TASK ITEM → Word for word, give every line of the listing again.

————————

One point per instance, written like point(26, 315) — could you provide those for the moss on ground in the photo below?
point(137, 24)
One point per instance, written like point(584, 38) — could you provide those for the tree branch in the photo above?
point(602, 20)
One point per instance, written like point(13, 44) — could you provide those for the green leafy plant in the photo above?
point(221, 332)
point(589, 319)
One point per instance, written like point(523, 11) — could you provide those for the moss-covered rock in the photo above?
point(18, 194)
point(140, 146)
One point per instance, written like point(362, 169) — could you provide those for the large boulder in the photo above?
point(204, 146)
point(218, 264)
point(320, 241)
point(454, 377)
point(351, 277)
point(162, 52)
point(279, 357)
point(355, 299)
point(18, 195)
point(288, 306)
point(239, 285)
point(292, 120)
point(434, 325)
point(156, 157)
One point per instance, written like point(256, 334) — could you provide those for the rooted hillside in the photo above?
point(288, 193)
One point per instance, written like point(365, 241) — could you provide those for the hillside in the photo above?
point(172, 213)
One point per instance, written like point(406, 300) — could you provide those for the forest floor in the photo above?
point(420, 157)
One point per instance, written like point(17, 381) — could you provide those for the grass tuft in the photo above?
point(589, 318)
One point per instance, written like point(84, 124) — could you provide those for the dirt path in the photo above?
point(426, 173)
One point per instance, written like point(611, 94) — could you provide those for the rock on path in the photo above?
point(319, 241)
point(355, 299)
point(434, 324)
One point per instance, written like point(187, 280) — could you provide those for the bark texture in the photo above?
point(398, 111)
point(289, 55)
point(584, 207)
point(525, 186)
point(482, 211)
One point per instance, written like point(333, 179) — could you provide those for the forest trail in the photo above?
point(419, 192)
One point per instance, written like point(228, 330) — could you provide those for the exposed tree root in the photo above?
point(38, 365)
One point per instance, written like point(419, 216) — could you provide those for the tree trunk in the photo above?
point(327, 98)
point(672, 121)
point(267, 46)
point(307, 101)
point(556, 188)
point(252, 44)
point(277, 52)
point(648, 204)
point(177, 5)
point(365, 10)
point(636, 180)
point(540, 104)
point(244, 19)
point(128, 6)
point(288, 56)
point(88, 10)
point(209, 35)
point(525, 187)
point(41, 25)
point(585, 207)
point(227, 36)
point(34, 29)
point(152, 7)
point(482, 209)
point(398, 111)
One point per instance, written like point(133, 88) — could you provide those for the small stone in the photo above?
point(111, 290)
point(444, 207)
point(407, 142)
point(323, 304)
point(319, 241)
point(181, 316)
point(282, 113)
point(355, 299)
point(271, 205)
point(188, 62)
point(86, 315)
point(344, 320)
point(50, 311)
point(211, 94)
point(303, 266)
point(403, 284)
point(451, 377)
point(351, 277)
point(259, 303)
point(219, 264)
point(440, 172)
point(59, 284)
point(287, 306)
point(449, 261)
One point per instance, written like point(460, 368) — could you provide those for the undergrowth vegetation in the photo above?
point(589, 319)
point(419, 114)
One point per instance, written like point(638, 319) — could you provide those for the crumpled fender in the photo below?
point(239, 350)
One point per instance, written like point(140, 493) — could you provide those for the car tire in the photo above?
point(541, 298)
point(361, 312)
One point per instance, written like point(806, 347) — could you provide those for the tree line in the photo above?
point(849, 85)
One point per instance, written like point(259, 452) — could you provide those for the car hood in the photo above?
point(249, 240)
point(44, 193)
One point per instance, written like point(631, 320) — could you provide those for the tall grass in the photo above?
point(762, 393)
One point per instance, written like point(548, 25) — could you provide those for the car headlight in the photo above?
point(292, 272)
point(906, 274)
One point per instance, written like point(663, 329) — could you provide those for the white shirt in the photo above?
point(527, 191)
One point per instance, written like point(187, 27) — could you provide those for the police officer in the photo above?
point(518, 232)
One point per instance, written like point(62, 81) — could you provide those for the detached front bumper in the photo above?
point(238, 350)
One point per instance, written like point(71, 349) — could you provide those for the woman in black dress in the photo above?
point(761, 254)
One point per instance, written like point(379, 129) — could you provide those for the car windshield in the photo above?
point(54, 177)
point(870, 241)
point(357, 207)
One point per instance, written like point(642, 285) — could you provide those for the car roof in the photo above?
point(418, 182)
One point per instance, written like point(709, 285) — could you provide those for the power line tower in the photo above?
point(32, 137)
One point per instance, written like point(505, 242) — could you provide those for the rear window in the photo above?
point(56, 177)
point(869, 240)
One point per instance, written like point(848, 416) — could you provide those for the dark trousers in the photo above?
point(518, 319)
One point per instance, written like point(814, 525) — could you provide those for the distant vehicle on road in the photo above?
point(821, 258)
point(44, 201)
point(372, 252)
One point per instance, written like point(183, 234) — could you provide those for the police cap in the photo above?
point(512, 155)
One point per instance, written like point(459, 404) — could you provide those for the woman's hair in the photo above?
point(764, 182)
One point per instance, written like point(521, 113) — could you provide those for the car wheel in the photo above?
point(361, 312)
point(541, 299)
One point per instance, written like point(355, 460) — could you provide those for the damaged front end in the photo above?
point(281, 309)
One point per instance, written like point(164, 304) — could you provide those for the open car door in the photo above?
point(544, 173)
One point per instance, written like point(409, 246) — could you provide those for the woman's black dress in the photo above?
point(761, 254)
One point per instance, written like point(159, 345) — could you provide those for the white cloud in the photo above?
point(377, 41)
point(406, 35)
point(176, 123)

————————

THE COMPLETED TASK →
One point per instance, written like point(26, 315) — could you provide those for the moss on ground in the photo below?
point(137, 24)
One point per instance, written like point(584, 38) — could you provide those for the tree branch in the photo above?
point(602, 20)
One point per instance, written like point(13, 44) — could you provide those for the green leafy plant in the photo above?
point(221, 332)
point(589, 319)
One point per instance, written like point(523, 11) — could you provide those for the moss-covered rock in the photo above?
point(18, 194)
point(140, 146)
One point per instance, written like point(362, 169) — could you provide those for the large boulder in the photo above?
point(204, 146)
point(218, 264)
point(320, 241)
point(454, 377)
point(351, 277)
point(162, 52)
point(279, 357)
point(355, 299)
point(18, 195)
point(288, 306)
point(239, 285)
point(292, 120)
point(434, 325)
point(156, 157)
One point per instance, written like point(256, 334) — could you provide those for the rooted hillside in the photo above?
point(288, 193)
One point per instance, written like point(365, 241) — could you provide those for the hillside in the photo above?
point(172, 213)
One point per instance, written like point(406, 300) — could you provide those for the forest floor in the photo above?
point(420, 157)
One point per instance, written like point(17, 381) — could you provide those for the grass tuft in the photo above?
point(589, 318)
One point per instance, written like point(84, 124) — could you provide those for the dirt path in the photo above?
point(426, 173)
One point per instance, written like point(611, 94) — could you provide those for the rock on path in the photo above?
point(319, 241)
point(355, 299)
point(434, 324)
One point per instance, written like point(187, 280) — could you provide those for the bark texture in the photo above?
point(398, 111)
point(289, 55)
point(584, 207)
point(525, 186)
point(482, 211)
One point per instance, written like point(333, 179) — could you provide those for the forest trail in the photo above?
point(419, 192)
One point per instance, written like point(228, 330) — could you provide those for the exposed tree root in the photo above?
point(38, 365)
One point per instance, written like point(419, 216) — could you provide those for the tree trunk in the photo above?
point(327, 98)
point(672, 121)
point(267, 46)
point(307, 101)
point(556, 188)
point(252, 44)
point(277, 52)
point(648, 204)
point(177, 5)
point(365, 10)
point(636, 180)
point(540, 104)
point(244, 19)
point(128, 6)
point(288, 56)
point(88, 10)
point(209, 35)
point(525, 187)
point(41, 25)
point(585, 207)
point(227, 36)
point(34, 29)
point(152, 7)
point(482, 209)
point(398, 111)
One point per instance, written like point(133, 88) — could you provide those for the small stone in the photo above?
point(111, 290)
point(444, 207)
point(407, 142)
point(323, 304)
point(319, 241)
point(181, 316)
point(282, 113)
point(355, 299)
point(271, 205)
point(188, 62)
point(86, 315)
point(344, 320)
point(50, 311)
point(211, 94)
point(303, 266)
point(403, 284)
point(451, 377)
point(351, 277)
point(259, 303)
point(219, 264)
point(440, 172)
point(59, 284)
point(287, 306)
point(449, 261)
One point per instance, written like point(460, 368) — could you provide those for the undergrowth vegetation in the photo above?
point(589, 319)
point(419, 114)
One point per instance, written like point(638, 319) — could you provide those for the crumpled fender in the photo below?
point(239, 350)
One point per instance, written like point(140, 493) — could you provide those for the car tire in the photo above?
point(541, 298)
point(361, 312)
One point per instance, written like point(806, 347) — could you provide those for the tree line in the photo above?
point(849, 85)
One point per instance, written like point(259, 452) — could you provide those for the car hood in the photo above?
point(249, 240)
point(44, 193)
One point per instance, written like point(631, 320) — could you provide those for the tall grass in the photo above?
point(762, 393)
One point per instance, written like point(548, 25) — could you provide those for the car headlight in the photo above?
point(292, 272)
point(906, 274)
One point per instance, written like point(663, 329) — could you provide those for the white shirt in the photo above?
point(527, 191)
One point per instance, written like point(187, 27) — could you provide those for the police officer in the photo above?
point(518, 232)
One point per instance, written like point(62, 81) — could you provide those for the detached front bumper in the photo above?
point(238, 350)
One point per instance, written like point(71, 349) — could you provide those for the woman in black dress in the photo above?
point(761, 254)
One point per instance, written like point(379, 129) — could you provide those for the car windshield in the photo above?
point(54, 177)
point(870, 241)
point(357, 207)
One point per instance, written like point(642, 285) — could you provide those for the car roof in the photo above?
point(418, 182)
One point per instance, written like point(709, 285) — could you provide those for the power line tower in the photo above?
point(32, 137)
One point per instance, written like point(505, 242) — could you provide those for the rear window in the photo above?
point(56, 177)
point(869, 240)
One point per instance, written like point(848, 416) — could you provide those for the dark trousers in the photo above?
point(518, 319)
One point per instance, written like point(814, 525) — could you provide those for the distant vehicle on road in the photo above?
point(821, 258)
point(44, 201)
point(372, 252)
One point per instance, written like point(183, 234) — could you provide those for the police cap in the photo above?
point(512, 155)
One point per instance, written like point(459, 404) — could you provide those for the woman's hair in the photo above?
point(764, 182)
One point per instance, written like point(521, 113) — could you provide those for the car wheel in the photo above?
point(361, 312)
point(541, 299)
One point per instance, written like point(355, 460) — could you provide those for the damaged front end in the photo above?
point(281, 309)
One point per instance, written like point(164, 304) — could you provide those for the open car door in the photo above?
point(544, 173)
One point per instance, written like point(409, 246) — could you provide those for the woman's black dress in the photo above?
point(761, 254)
One point per instance, written like point(159, 345) — could you provide those for the white cloud in the photo above?
point(377, 41)
point(406, 35)
point(176, 123)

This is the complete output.